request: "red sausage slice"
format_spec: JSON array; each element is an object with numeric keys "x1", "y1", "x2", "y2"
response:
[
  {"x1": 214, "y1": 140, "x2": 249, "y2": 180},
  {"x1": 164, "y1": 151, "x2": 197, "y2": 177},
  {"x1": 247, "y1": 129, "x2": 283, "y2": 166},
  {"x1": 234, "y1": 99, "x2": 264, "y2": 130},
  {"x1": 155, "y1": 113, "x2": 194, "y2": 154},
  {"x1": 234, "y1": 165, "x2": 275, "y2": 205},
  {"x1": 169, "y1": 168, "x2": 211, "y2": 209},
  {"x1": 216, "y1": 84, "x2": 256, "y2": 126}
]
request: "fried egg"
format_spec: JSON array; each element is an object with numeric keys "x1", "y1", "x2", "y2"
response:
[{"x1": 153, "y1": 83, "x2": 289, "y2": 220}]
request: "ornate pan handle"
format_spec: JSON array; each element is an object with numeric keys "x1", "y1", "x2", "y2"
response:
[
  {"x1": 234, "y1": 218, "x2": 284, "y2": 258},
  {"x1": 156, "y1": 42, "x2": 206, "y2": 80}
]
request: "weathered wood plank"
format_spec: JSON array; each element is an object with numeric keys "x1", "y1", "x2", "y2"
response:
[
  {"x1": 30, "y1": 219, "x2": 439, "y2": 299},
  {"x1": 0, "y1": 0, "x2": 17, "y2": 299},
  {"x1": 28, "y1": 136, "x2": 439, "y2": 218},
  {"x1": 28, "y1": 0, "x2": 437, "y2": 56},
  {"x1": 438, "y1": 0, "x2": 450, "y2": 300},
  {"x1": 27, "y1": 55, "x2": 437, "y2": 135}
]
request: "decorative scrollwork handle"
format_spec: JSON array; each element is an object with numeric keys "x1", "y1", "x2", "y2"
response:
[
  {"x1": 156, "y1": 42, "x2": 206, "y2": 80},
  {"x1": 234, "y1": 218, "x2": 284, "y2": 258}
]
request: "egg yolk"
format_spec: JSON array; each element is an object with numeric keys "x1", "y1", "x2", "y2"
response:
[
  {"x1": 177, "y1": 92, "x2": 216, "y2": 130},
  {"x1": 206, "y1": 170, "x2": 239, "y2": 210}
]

━━━━━━━━━━

* _AIM OF THE EXERCISE_
Reproduce the data, keeping every line exactly the same.

* _RESULT_
request: "red sausage slice"
format_spec: JSON array; each element is an object with numeric keys "x1", "y1", "x2", "y2"
response:
[
  {"x1": 214, "y1": 140, "x2": 249, "y2": 180},
  {"x1": 164, "y1": 151, "x2": 197, "y2": 177},
  {"x1": 247, "y1": 129, "x2": 283, "y2": 166},
  {"x1": 234, "y1": 99, "x2": 264, "y2": 130},
  {"x1": 155, "y1": 113, "x2": 194, "y2": 154},
  {"x1": 234, "y1": 165, "x2": 275, "y2": 205},
  {"x1": 169, "y1": 168, "x2": 211, "y2": 209},
  {"x1": 216, "y1": 84, "x2": 256, "y2": 126}
]
request: "fried egg"
format_spec: JSON array; each element is an object with numeric keys "x1", "y1", "x2", "y2"
response:
[{"x1": 153, "y1": 83, "x2": 289, "y2": 220}]
request: "ornate pan handle"
format_spec: JSON array; each element is an object with numeric keys "x1", "y1", "x2", "y2"
response:
[
  {"x1": 234, "y1": 218, "x2": 284, "y2": 258},
  {"x1": 156, "y1": 42, "x2": 206, "y2": 80}
]
request: "weathered wood plank"
format_spec: JSON array; each element is an object with numeric keys "x1", "y1", "x2", "y2"
response:
[
  {"x1": 30, "y1": 219, "x2": 439, "y2": 299},
  {"x1": 0, "y1": 0, "x2": 17, "y2": 299},
  {"x1": 28, "y1": 136, "x2": 439, "y2": 218},
  {"x1": 28, "y1": 0, "x2": 437, "y2": 56},
  {"x1": 438, "y1": 0, "x2": 450, "y2": 300},
  {"x1": 27, "y1": 55, "x2": 437, "y2": 135}
]
request: "decorative scrollwork handle"
format_spec: JSON array; each element is an object with numeric keys "x1", "y1", "x2", "y2"
response:
[
  {"x1": 156, "y1": 42, "x2": 206, "y2": 80},
  {"x1": 234, "y1": 218, "x2": 284, "y2": 258}
]
request: "egg yolk"
format_spec: JSON array; each element is an object with numeric keys "x1", "y1", "x2", "y2"
response:
[
  {"x1": 177, "y1": 92, "x2": 216, "y2": 130},
  {"x1": 206, "y1": 170, "x2": 239, "y2": 210}
]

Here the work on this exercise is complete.